(Page extract):
┌──

I'm trying to strip a bunch of websites down to their domain names i.e:
https://www.facebook.org/hello
becomes facebook.org
.
I'm using the regex pattern finder:
(https?:\/\/)?([wW]{3}\.)?([\w]*.\w*)([\/\w]*)
This catches most cases but occasionally there will be websites such as:
http://www.xxxx.wordpress.com/hello
which I want to strip to xxxx.wordpress.com
.
How can I identify those cases while still identifying all other normal entries?
You expression seems to be working perfectly fine and it outputs what you might want to. I only added an i
flag and slightly modify it to:
(https?:\/\/)?([w]{3}\.)?(\w*.\w*)([\/\w]*)
If this wasn't your desired expression, you can modify/change your expressions in regex101.com.
You can also visualize your expressions in jex.im:
# coding=utf8
# the above tag defines encoding for this document and is for Python 2.x compatibility
import re
regex = r"(https?:\/\/)?([w]{3}\.)?(\w*.\w*)([\/\w]*)"

└──

[Records excerpted from a collection]

┌──

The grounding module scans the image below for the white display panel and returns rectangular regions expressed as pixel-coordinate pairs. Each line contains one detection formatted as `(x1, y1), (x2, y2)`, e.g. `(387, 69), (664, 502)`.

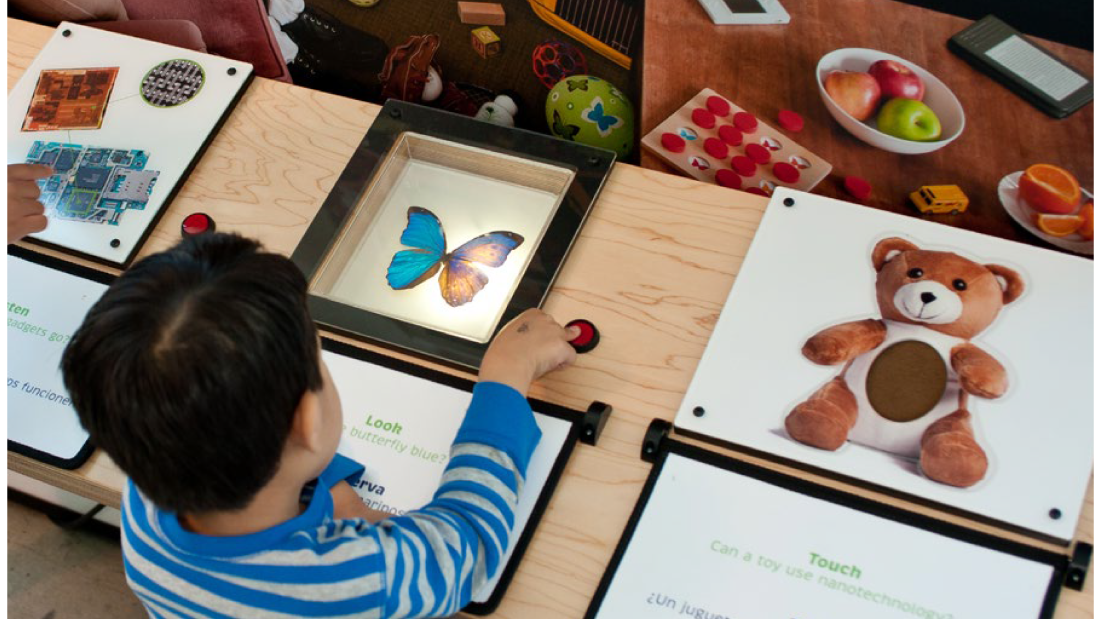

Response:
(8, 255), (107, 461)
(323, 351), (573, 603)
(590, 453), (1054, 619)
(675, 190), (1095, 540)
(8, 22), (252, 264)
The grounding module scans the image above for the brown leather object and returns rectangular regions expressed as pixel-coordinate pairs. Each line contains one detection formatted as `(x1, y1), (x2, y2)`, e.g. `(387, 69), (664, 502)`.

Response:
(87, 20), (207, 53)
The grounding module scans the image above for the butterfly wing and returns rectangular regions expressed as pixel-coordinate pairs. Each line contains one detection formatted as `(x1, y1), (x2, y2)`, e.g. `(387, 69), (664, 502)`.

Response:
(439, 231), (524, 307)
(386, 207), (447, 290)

└──
┌──

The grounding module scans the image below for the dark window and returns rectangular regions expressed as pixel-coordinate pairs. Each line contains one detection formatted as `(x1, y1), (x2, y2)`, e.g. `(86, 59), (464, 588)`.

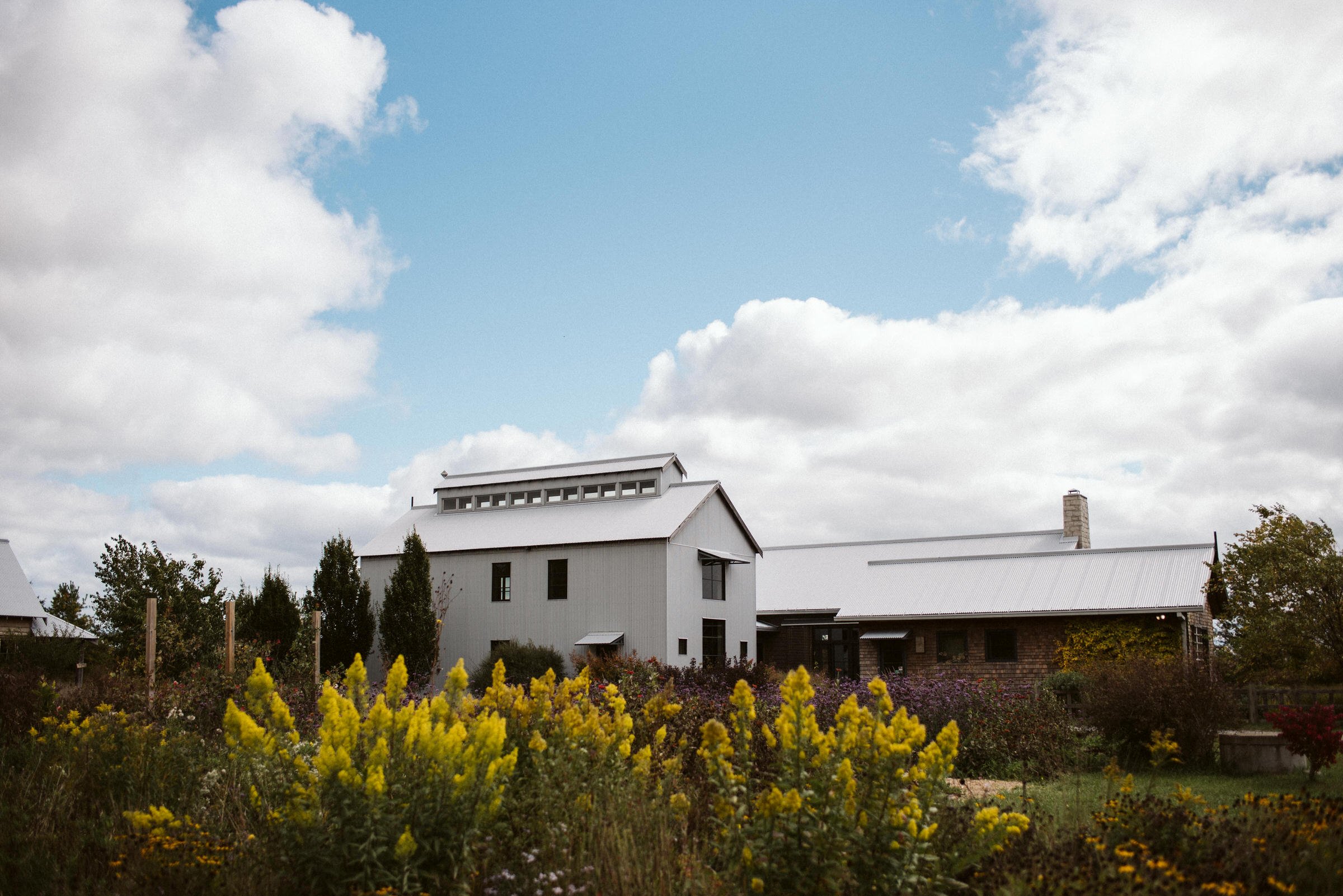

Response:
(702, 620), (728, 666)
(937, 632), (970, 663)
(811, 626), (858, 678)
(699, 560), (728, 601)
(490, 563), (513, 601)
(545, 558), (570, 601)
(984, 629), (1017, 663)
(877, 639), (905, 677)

└──

(Job A): List every line of the Python code in the thread about stripping URLs down to domain names.
(Job B):
Does the thread about stripping URLs down to domain names support each statement below? Answer yes or no for each, and quote the words from the thread that settle it.
(i) The reply adds an i flag to the pattern.
(ii) The original pattern handles every website.
(iii) The desired result for https://www.facebook.org/hello is www.facebook.org.
(Job C): Continue the thread about stripping URLs down to domain names, starting after its last line.

(Expected answer A):
- # coding=utf8
- # the above tag defines encoding for this document and is for Python 2.x compatibility
- import re
- regex = r"(https?:\/\/)?([w]{3}\.)?(\w*.\w*)([\/\w]*)"

(Expected answer B):
(i) Yes: "I only added an i"
(ii) No: "This catches most cases but occasionally there will be websites such as:"
(iii) No: "becomes facebook.org"

(Expected answer C):
test_str = ("https://www.facebook.org/hello\n"
"http://www.xxxx.wordpress.com/hello\n"
"http://www.xxxx.yyy.zzz.wordpress.com/hello")
subst = "\\3"
# You can manually specify the number of replacements by changing the 4th argument
result = re.sub(regex, subst, test_str, 0, re.MULTILINE | re.IGNORECASE)
if result:
print (result)
# Note: for Python 2.7 compatibility, use ur"" to prefix the regex and u"" to prefix the test string and substitution.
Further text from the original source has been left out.